**WORK INSTRUCTIONS**: Please return every entry below exactly as written, without any of its pictures.
#### DATASET RECORDS
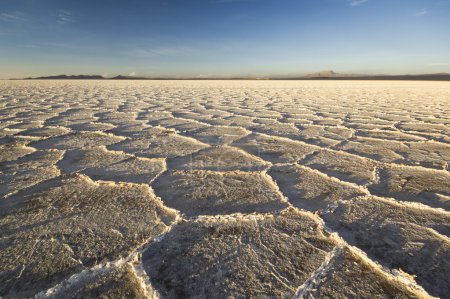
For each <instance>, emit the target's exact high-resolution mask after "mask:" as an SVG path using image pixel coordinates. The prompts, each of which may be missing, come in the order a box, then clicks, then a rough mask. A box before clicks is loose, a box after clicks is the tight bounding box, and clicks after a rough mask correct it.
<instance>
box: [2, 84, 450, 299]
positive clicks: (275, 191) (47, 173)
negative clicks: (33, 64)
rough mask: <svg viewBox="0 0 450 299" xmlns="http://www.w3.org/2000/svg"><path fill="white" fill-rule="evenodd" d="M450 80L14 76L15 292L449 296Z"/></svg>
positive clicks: (2, 219) (8, 88)
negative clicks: (21, 80)
mask: <svg viewBox="0 0 450 299" xmlns="http://www.w3.org/2000/svg"><path fill="white" fill-rule="evenodd" d="M449 162H450V84H449V83H447V82H411V81H410V82H407V81H389V82H387V81H70V80H60V81H51V80H46V81H0V196H1V199H0V217H1V218H0V297H1V296H4V297H33V296H36V297H39V298H41V297H44V298H45V297H55V298H61V297H64V298H83V297H98V296H107V297H135V298H141V297H145V296H146V297H163V298H176V297H197V298H201V297H209V298H229V297H298V298H337V297H340V298H342V297H351V298H369V297H370V298H428V297H431V296H434V297H442V298H450V295H449V294H450V283H449V277H450V173H449V170H450V168H449Z"/></svg>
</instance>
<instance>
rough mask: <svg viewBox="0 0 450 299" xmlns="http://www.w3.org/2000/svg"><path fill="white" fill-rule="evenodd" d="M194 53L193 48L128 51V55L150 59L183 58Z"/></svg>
mask: <svg viewBox="0 0 450 299" xmlns="http://www.w3.org/2000/svg"><path fill="white" fill-rule="evenodd" d="M192 53H193V50H192V49H191V48H187V47H173V48H150V49H143V48H135V49H131V50H130V51H128V54H129V55H131V56H135V57H141V58H149V57H161V56H182V55H190V54H192Z"/></svg>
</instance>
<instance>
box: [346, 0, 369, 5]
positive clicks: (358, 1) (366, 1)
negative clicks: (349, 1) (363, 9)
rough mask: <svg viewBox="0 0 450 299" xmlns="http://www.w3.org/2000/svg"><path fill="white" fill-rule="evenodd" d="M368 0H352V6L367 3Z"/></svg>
mask: <svg viewBox="0 0 450 299" xmlns="http://www.w3.org/2000/svg"><path fill="white" fill-rule="evenodd" d="M367 1H369V0H351V1H350V6H358V5H361V4H364V3H366V2H367Z"/></svg>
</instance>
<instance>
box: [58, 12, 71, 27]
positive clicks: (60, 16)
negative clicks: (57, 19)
mask: <svg viewBox="0 0 450 299" xmlns="http://www.w3.org/2000/svg"><path fill="white" fill-rule="evenodd" d="M57 22H58V23H59V24H61V25H65V24H69V23H75V19H74V18H73V16H72V13H71V12H70V11H68V10H64V9H60V10H59V12H58V20H57Z"/></svg>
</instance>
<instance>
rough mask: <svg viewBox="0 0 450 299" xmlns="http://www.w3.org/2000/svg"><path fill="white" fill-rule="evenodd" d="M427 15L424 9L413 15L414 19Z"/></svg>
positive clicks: (426, 10) (425, 9)
mask: <svg viewBox="0 0 450 299" xmlns="http://www.w3.org/2000/svg"><path fill="white" fill-rule="evenodd" d="M427 13H428V10H426V9H425V8H423V9H421V10H419V11H418V12H416V13H415V14H414V16H415V17H421V16H423V15H426V14H427Z"/></svg>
########
**EXERCISE ANSWER**:
For each <instance>, emit the target's exact high-resolution mask after "mask:" as an SVG path using image pixel coordinates. The prompts, each of which may be missing, come in the order a box, then clicks, then a rough mask. A box before clicks is loose, a box after clicks is the tight bounding box, and clicks after a rough mask correct it.
<instance>
box: [2, 84, 450, 299]
positive clicks: (275, 191) (47, 173)
negative clicks: (33, 64)
rough mask: <svg viewBox="0 0 450 299" xmlns="http://www.w3.org/2000/svg"><path fill="white" fill-rule="evenodd" d="M450 80L14 76L15 292L449 296Z"/></svg>
positive clicks: (2, 219) (8, 88)
negative clicks: (21, 80)
mask: <svg viewBox="0 0 450 299" xmlns="http://www.w3.org/2000/svg"><path fill="white" fill-rule="evenodd" d="M449 162H450V84H449V83H447V82H411V81H410V82H407V81H389V82H387V81H70V80H60V81H51V80H46V81H0V196H1V199H0V217H1V218H0V297H1V296H4V297H33V296H36V297H39V298H41V297H44V298H45V297H55V298H61V297H64V298H83V297H98V296H107V297H135V298H141V297H145V296H146V297H163V298H176V297H197V298H201V297H209V298H229V297H298V298H337V297H340V298H342V297H351V298H369V297H370V298H428V297H431V296H434V297H442V298H450V295H449V294H450V283H449V277H450V173H449V170H450V168H449Z"/></svg>
</instance>
<instance>
rough mask: <svg viewBox="0 0 450 299" xmlns="http://www.w3.org/2000/svg"><path fill="white" fill-rule="evenodd" d="M194 53L193 48L128 51V55L150 59L183 58Z"/></svg>
mask: <svg viewBox="0 0 450 299" xmlns="http://www.w3.org/2000/svg"><path fill="white" fill-rule="evenodd" d="M192 53H193V50H192V49H191V48H187V47H173V48H150V49H143V48H135V49H131V50H130V51H128V54H129V55H131V56H135V57H141V58H149V57H161V56H182V55H190V54H192Z"/></svg>
</instance>
<instance>
box: [346, 0, 369, 5]
positive clicks: (358, 1) (366, 1)
negative clicks: (349, 1) (363, 9)
rough mask: <svg viewBox="0 0 450 299" xmlns="http://www.w3.org/2000/svg"><path fill="white" fill-rule="evenodd" d="M368 0H352V6L367 3Z"/></svg>
mask: <svg viewBox="0 0 450 299" xmlns="http://www.w3.org/2000/svg"><path fill="white" fill-rule="evenodd" d="M367 1H369V0H351V1H350V6H358V5H361V4H364V3H366V2H367Z"/></svg>
</instance>
<instance>
box: [58, 12, 71, 27]
positive clicks: (60, 16)
negative clicks: (57, 19)
mask: <svg viewBox="0 0 450 299" xmlns="http://www.w3.org/2000/svg"><path fill="white" fill-rule="evenodd" d="M57 22H58V23H59V24H61V25H65V24H69V23H75V19H74V18H73V16H72V13H71V12H70V11H68V10H64V9H60V10H59V12H58V20H57Z"/></svg>
</instance>
<instance>
rough mask: <svg viewBox="0 0 450 299" xmlns="http://www.w3.org/2000/svg"><path fill="white" fill-rule="evenodd" d="M427 15L424 9L413 15L414 19Z"/></svg>
positive clicks: (426, 10) (425, 9)
mask: <svg viewBox="0 0 450 299" xmlns="http://www.w3.org/2000/svg"><path fill="white" fill-rule="evenodd" d="M427 13H428V10H426V9H425V8H423V9H421V10H419V11H418V12H416V13H415V14H414V16H415V17H421V16H423V15H426V14H427Z"/></svg>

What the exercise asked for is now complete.